Kaum Anshor adalah masyarakat yang telah sampai kepada derajat kedermawanan yang tinggi itu. Mereka menyediakan dan merelakan rumah-rumah mereka untuk ditinggali layaknya keluarga dan kerabat mereka sendiri; mereka merasa suka cita membagi harta benda, makanan, minuman, dan pakaian mereka dengan saudara seiman dari kaum Muhajirin melebihi berbagi dengan saudara sekandung mereka yang masih musyrik. Gambaran kecintaan dan pengorbanan mereka terhadap saudara seiman tidak bisa dibandingkan selain dengan kecintaan mereka terhadap diri mereka sendiri. Sebagaimana yang digambarkan oleh Nabi sendiri, bahwa "Tidaklah seorang mencapai kesempurnaan iman sehingga ia telah mampu mencintai saudaranya seiman seperti mencintai dirinya sendiri". (Hadits Shahih Riwayat Bukhari-Muslim)

+ + + +

» **LATIHAN SINGKAT A**:
Tuliskan ulang bagian kutipan tentang kaum Anshor di antara "Kaum Anshor adalah" dan "Shahih Riwayat Bukhari-Muslim)", termasuk kedua ujungnya, tanpa mengubah apa pun.
» **LATIHAN SINGKAT B**:
Menurut kutipan tentang kaum Anshor, dengan siapa mereka lebih bersuka cita berbagi harta benda daripada dengan saudara sekandung mereka yang masih musyrik?
» **LATIHAN SINGKAT C**:
Ringkaslah kutipan tentang kaum Anshor dalam dua kalimat.

» **BAHAN YANG DISEDIAKAN**:
+ + + +

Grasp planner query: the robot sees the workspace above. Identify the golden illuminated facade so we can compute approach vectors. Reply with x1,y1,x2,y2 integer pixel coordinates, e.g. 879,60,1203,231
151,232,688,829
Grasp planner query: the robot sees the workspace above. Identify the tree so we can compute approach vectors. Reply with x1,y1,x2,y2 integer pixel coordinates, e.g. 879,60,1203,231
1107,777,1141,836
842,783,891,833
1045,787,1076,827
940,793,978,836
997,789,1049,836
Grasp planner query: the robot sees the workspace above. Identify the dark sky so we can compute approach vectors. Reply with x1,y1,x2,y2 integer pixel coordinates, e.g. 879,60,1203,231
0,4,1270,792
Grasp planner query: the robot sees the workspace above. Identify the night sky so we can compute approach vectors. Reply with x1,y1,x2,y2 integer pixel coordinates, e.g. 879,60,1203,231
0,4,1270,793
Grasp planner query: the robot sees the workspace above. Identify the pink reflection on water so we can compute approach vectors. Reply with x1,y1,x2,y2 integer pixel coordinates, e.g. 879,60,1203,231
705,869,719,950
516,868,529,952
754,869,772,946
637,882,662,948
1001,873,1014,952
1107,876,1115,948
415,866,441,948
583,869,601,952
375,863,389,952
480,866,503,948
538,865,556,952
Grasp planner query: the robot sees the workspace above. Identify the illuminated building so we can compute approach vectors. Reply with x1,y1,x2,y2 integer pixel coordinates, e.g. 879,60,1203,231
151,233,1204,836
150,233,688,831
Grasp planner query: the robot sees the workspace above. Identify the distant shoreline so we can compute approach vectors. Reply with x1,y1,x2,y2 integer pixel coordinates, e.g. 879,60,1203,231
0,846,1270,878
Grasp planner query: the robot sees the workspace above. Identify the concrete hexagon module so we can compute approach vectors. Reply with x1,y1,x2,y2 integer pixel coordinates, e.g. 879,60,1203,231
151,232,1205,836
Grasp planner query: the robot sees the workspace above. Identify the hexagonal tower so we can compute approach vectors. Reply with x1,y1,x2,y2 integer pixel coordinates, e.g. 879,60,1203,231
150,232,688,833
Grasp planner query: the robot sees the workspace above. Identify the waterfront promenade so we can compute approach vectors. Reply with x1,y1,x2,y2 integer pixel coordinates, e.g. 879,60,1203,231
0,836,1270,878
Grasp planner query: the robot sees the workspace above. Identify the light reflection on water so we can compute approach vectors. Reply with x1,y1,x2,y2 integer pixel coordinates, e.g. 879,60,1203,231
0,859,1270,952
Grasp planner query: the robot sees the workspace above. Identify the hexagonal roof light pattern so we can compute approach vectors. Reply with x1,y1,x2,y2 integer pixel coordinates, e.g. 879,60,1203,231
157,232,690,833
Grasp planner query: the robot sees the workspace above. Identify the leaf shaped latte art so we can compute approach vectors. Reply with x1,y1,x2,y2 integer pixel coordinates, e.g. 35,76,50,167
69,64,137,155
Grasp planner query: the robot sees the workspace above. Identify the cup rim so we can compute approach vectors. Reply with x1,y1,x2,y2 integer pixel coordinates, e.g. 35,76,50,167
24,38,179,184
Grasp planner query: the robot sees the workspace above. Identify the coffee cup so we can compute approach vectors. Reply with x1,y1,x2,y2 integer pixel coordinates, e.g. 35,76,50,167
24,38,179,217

+ + + +

» **JAWABAN YANG BENAR A**:
Kaum Anshor adalah masyarakat yang telah sampai kepada derajat kedermawanan yang tinggi itu. Mereka menyediakan dan merelakan rumah-rumah mereka untuk ditinggali layaknya keluarga dan kerabat mereka sendiri; mereka merasa suka cita membagi harta benda, makanan, minuman, dan pakaian mereka dengan saudara seiman dari kaum Muhajirin melebihi berbagi dengan saudara sekandung mereka yang masih musyrik. Gambaran kecintaan dan pengorbanan mereka terhadap saudara seiman tidak bisa dibandingkan selain dengan kecintaan mereka terhadap diri mereka sendiri. Sebagaimana yang digambarkan oleh Nabi sendiri, bahwa "Tidaklah seorang mencapai kesempurnaan iman sehingga ia telah mampu mencintai saudaranya seiman seperti mencintai dirinya sendiri". (Hadits Shahih Riwayat Bukhari-Muslim)

» **JAWABAN YANG BENAR B**:
Dengan saudara seiman dari kaum Muhajirin.

» **JAWABAN YANG BENAR C**:
Kaum Anshor telah mencapai derajat kedermawanan yang tinggi dengan merelakan rumah mereka ditinggali dan membagi harta, makanan, minuman, serta pakaian kepada saudara seiman dari kaum Muhajirin. Kecintaan mereka kepada saudara seiman hanya sebanding dengan kecintaan pada diri sendiri, sesuai sabda Nabi bahwa kesempurnaan iman tercapai bila seseorang mencintai saudaranya seiman seperti mencintai dirinya sendiri.